TASKS:
1. Decide whether each statement agrees with the Naive Bayes passage below: (a) the model treats the effects as independent of one another once the cause is known; (b) the passage holds that this independence assumption is true for the words of a sentence; (c) the loaded dataframe should have four columns. Answer yes or no for each and quote the deciding words.
2. Pick up the Naive Bayes passage below where it stops and continue it with the next step of the exercise.

PASSAGE TO READ:
○ ○ ○ ○ ○
In the lecture, we discussed how conditional independences of a joint probablity distribution get encoded by a Bayesian Network (BN). One of the simplest form of BNs is the Naive Bayes (NB) model which encodes a set of simple conditional independences: 

- Given a single cause all of the effects are independent from each other.
- Mathematically: 
$P($*cause*$, $*effect*$_1, ..., $*effect*$_n) = P($*cause*$) \prod_i P($*effect*$_i|$*cause*$)$ 

NB can be used for classification by assuming that cause is the true (unknown) label and it (probabilistically) generates all of the features (effects) while features are independent given the cause. 

For example, in sentiment analysis the *cause* is the author's sentiment (say, unknown label from the set of {sad, happy, feared, suprised, disgusted, angry}) and the *effects* are words that s/he writes. The simplifying assumption of NB says that knowing the latent sentiment, words of the sentence are independent. We know this assumption is not true because grammar and word-use impose some dependency structure between words in the sentence, but we choose to ignore that in this model.

Although simple, NB has shown good performance in many classifcation tasks and has become a standard classic baseline for classification. 

Today we want to perform Twitter sentiment analysis using NB. The goal is to figure out if a tweet has a positive or negative sentiment about the weather.  

**1.0:** Set up the environment (you can click on the play button below to import the appropriate modules).

In [None]:
import matplotlib.pyplot as plt
import pandas as pd
import numpy as np

**1.1** Read the data from GitHub into a pandas dataframe.

In [None]:
TweetUrl='https://github.com/efosler/cse5522data/raw/master/db3_final_clean.csv'
tweet_dataframe=pd.read_csv(TweetUrl)

**1.2** Print out the top of the dataframe to make sure that the data loaded correctly.  It should be a data table with three columns (weight, tweet, label), and 3697 rows.

In [None]:
display(tweet_dataframe.shape)
tweet_dataframe.head()
○ ○ ○ ○ ○
DATA:
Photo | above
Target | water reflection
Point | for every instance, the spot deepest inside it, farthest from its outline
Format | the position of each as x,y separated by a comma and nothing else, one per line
○ ○ ○ ○ ○
ANSWERS TO THE EXERCISES:
1.
(a) Yes: "Given a single cause all of the effects are independent from each other."
(b) No: "We know this assumption is not true because grammar and word-use impose some dependency structure between words in the sentence"
(c) No: "It should be a data table with three columns (weight, tweet, label), and 3697 rows."

2.
Labels are -1 and +1 for negative and positive sentiments respectively. Multiple judges have been asked to choose a label for a tweet (this is an example of crowd-sourcing) from five possible labels: 

- Tweet is not relevant to weather. 
- I can't tell the sentiment. 
- Neutral: author just sharing information. 
- Positive
- Negative

The majority vote was picked as the label and its ratio was set as the weight of the tweet. So for the tweet in row 2 above, 61% of judges voted that the label is negative.

Note that tweets have been pre-processed (or cleaned). For example, :) and :( :) were replaced with "sad" and "smiley" and numbers with "num", etc. You can go further (as we ask in 1.12) and remove the stop words, i.e., repetitive non-informative words such as am, is, and are. 

**1.3.** In the next step, we should build our feature matrix by converting the string of words to a vector of numeric values. 

First we need to assign a unique id to each word and create the feature matrix with correct size:

In [None]:
# wordDict maps words to id
# X is the document-word matrix holding the presence/absence of words in each tweet
wordDict = {}
idCounter = 0
for i in range(tweet_dataframe.shape[0]):
  allWords = tweet_dataframe.iloc[i,1].split(" ")
  for word in allWords:
    if word not in wordDict:
      wordDict[word] = idCounter
      idCounter += 1
X = np.zeros((tweet_dataframe.shape[0], idCounter),dtype='float')

Checking head of the dictionary:

In [None]:
dict(list(wordDict.items())[0:10])

**1.4:** The simplest way of coding a tweet to numbers is to mark the occurrence of a word, and forget about its frequency in the document (tweet). This works well with tweets as there are not many repetitive words in a single tweet. So let's fill the document-word matrix:

In [None]:
for i in range(tweet_dataframe.shape[0]):
  allWords = tweet_dataframe.iloc[i,1].split(" ")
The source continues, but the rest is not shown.